Gather every line of the rows below that contains the string "tree", and copy each one in full. Case counts, so a line matches only if the string appears in the same upper and lower case.

** start of LISTING **

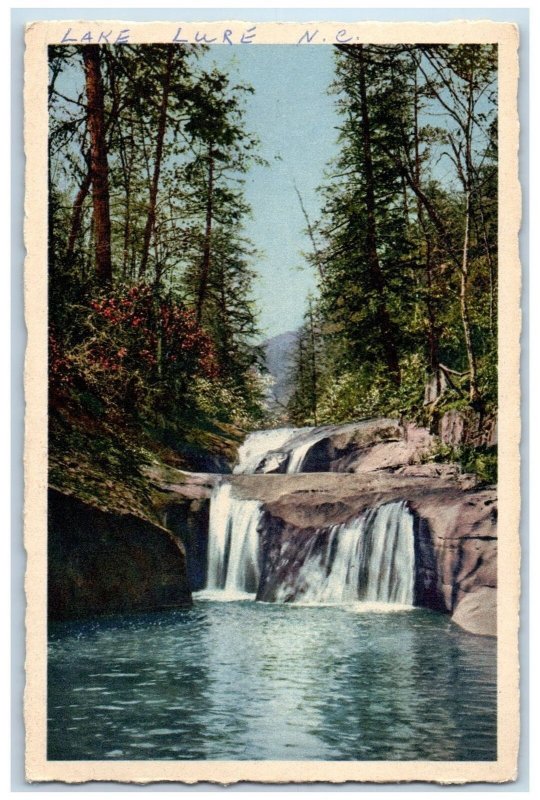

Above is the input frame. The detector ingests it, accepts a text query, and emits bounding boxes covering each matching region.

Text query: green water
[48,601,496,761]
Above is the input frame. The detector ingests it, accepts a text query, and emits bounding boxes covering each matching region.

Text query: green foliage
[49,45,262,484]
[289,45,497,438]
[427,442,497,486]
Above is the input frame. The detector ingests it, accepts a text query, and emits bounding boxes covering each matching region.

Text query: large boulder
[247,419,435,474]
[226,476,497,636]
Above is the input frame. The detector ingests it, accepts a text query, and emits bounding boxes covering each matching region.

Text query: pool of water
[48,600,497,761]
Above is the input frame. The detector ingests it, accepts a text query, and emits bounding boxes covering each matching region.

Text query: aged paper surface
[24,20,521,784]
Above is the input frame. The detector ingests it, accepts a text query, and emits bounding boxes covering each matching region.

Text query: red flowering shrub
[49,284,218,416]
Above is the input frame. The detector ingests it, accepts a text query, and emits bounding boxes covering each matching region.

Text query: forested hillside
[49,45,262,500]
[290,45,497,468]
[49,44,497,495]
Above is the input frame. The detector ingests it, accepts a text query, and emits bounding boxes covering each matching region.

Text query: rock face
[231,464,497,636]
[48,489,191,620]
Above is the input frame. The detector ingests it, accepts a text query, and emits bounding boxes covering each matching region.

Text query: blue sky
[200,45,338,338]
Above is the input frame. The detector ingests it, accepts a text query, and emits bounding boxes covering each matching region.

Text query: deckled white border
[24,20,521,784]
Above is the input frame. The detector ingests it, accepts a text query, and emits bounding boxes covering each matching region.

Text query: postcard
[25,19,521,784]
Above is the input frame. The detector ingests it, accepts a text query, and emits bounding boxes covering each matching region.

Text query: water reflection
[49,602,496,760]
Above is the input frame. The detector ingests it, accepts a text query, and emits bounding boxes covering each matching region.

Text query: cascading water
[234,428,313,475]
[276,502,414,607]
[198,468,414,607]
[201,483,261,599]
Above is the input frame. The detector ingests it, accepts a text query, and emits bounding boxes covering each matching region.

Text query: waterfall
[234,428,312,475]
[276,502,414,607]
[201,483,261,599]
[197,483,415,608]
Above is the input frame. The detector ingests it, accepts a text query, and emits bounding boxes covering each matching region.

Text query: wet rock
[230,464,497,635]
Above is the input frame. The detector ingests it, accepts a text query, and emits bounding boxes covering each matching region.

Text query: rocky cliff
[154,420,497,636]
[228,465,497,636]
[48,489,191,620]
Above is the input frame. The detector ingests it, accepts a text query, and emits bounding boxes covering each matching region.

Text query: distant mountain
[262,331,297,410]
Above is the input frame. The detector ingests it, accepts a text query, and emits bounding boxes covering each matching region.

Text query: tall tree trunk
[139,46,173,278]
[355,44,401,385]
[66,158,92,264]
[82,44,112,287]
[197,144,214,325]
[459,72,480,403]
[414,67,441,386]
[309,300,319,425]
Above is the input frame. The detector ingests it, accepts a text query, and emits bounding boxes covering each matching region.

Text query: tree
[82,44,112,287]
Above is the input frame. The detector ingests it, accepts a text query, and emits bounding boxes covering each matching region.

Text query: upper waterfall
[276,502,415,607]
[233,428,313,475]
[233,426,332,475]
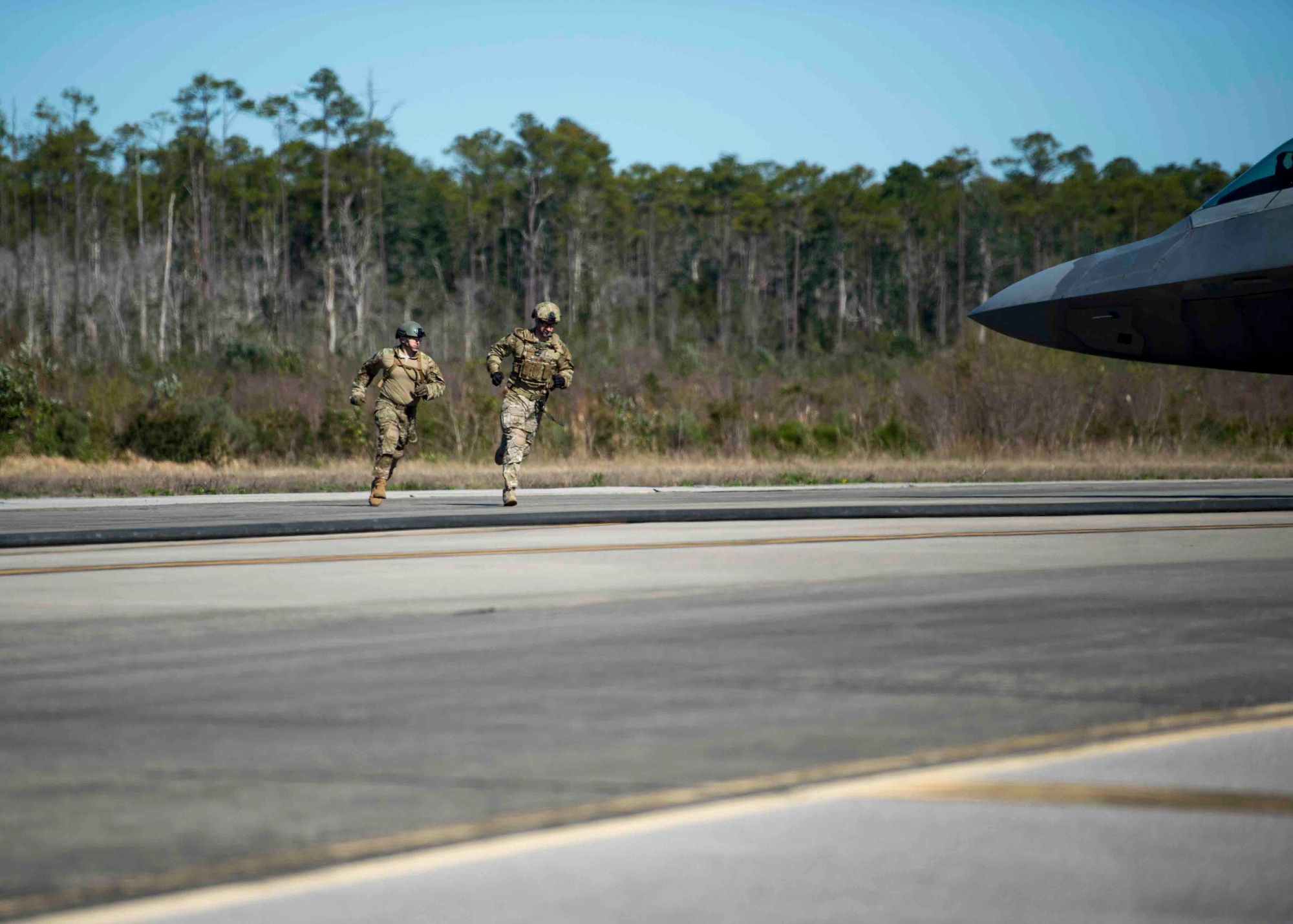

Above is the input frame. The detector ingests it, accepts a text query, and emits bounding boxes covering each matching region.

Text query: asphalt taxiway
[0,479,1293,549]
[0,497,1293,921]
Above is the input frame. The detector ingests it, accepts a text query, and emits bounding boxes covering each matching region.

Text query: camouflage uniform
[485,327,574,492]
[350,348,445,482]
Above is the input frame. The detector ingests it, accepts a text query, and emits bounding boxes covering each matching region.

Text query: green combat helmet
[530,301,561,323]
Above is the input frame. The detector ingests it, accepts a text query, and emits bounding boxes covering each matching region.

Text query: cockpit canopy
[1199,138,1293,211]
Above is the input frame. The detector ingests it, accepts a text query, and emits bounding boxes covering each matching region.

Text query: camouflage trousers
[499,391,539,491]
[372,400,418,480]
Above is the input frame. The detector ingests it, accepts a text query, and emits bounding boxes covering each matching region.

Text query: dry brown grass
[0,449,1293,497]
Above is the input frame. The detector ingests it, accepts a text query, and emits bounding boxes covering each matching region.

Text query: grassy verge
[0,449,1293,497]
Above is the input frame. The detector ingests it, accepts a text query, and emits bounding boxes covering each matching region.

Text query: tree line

** end of LISTING **

TASK RESPONSE
Text query: tall tree trunk
Text query: tree
Text query: tree line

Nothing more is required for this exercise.